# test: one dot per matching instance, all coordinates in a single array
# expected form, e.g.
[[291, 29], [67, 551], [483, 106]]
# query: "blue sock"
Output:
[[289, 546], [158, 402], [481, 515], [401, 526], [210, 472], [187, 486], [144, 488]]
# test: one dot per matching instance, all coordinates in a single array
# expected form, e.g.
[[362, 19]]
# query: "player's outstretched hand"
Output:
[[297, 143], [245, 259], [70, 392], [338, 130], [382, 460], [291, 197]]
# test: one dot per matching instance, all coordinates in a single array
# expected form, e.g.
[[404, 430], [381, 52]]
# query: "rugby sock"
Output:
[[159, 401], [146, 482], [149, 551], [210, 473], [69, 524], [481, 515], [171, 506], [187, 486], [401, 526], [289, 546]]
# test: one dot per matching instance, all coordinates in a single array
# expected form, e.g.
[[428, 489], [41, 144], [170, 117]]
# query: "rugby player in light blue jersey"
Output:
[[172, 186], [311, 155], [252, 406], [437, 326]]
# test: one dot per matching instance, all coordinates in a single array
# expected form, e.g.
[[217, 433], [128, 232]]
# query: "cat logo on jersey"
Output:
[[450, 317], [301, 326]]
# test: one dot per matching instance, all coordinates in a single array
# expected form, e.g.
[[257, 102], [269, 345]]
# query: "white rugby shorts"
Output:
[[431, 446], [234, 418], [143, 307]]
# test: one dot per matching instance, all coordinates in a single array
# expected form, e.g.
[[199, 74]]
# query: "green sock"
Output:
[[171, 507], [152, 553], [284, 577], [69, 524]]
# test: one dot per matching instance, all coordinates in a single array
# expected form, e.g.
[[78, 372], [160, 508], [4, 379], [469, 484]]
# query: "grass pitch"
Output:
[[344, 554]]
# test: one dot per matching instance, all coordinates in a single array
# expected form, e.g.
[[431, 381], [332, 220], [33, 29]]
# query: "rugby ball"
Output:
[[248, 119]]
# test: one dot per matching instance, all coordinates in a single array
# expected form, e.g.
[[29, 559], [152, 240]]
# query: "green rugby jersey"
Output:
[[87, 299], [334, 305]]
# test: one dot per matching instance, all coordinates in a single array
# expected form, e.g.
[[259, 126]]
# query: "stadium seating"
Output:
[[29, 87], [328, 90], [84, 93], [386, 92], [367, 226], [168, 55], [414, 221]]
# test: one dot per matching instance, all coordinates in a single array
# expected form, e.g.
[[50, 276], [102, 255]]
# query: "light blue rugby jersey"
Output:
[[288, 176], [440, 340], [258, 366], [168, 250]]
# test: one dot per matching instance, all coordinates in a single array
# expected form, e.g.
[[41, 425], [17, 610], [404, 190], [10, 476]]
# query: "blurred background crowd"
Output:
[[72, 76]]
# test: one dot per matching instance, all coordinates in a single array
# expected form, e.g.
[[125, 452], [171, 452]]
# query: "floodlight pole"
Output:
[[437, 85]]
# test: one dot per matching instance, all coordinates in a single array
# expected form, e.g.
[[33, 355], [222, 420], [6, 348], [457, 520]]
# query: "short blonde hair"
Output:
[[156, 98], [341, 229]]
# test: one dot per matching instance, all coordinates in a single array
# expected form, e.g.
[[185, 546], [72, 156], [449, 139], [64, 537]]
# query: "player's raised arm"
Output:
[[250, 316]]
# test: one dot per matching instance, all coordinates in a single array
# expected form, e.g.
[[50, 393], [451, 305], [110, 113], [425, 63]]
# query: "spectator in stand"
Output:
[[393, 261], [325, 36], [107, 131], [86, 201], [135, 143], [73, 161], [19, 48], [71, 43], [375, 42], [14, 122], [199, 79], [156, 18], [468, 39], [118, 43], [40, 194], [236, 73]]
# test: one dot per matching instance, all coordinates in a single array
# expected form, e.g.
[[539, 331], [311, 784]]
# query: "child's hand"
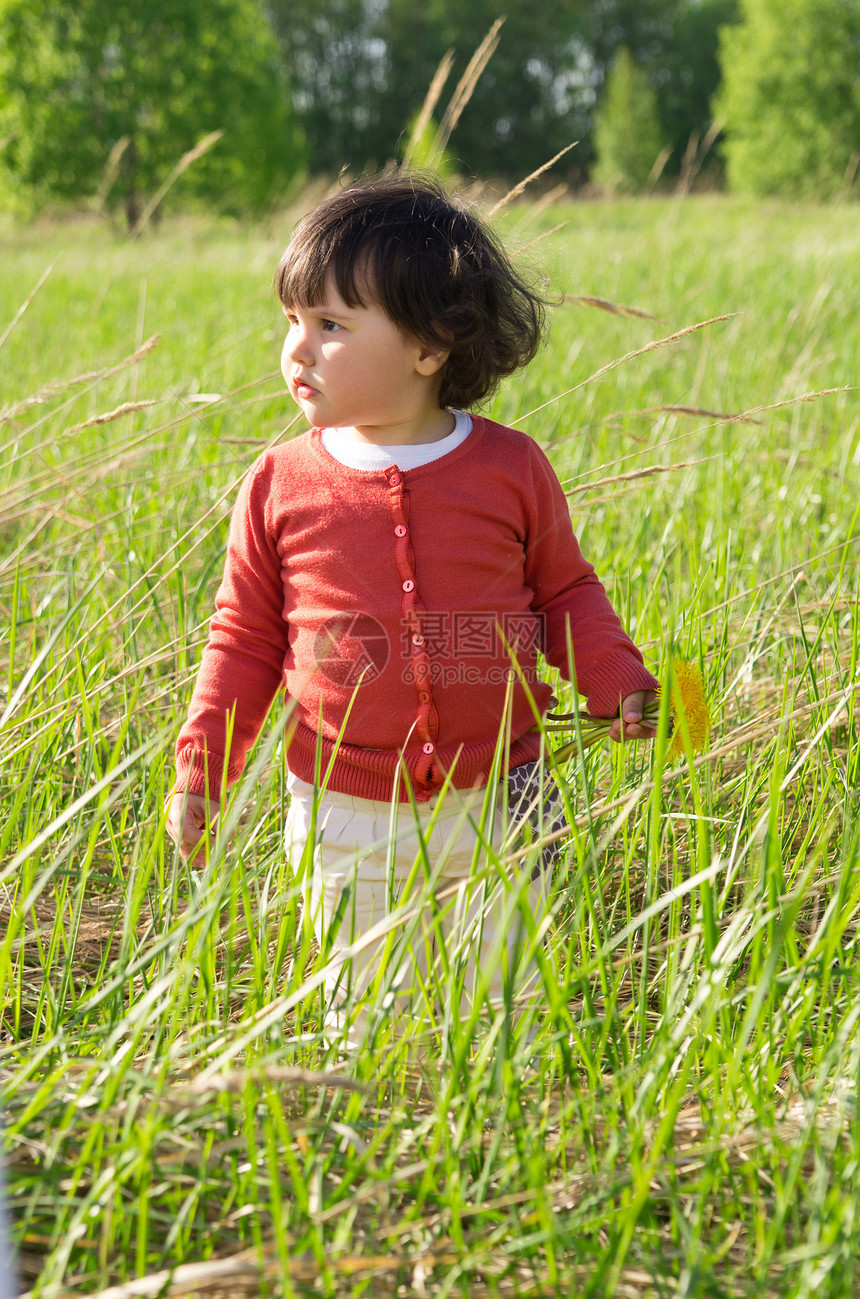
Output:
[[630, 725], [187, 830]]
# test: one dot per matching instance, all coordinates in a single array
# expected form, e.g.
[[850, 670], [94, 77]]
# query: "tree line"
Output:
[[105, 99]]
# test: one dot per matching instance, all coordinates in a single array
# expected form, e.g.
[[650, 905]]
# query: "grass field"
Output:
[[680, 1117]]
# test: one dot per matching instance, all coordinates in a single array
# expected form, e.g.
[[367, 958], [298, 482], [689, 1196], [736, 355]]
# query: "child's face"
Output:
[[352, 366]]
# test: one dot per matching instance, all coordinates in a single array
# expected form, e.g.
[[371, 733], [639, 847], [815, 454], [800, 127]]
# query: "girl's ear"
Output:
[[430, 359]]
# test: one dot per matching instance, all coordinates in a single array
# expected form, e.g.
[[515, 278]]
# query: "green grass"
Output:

• • •

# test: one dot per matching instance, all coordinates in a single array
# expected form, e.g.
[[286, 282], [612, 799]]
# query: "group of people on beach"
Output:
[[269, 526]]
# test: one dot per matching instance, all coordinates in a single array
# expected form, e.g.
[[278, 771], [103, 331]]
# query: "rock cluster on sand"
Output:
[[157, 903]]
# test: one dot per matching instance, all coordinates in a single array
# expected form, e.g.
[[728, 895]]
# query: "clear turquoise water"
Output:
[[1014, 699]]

• • •

> [Objective]: Pick out every line of the records above that contains the string "child" and copy each one. Match case when searching.

> [Finished answer]:
# query: "child's hand"
# query: "child's face"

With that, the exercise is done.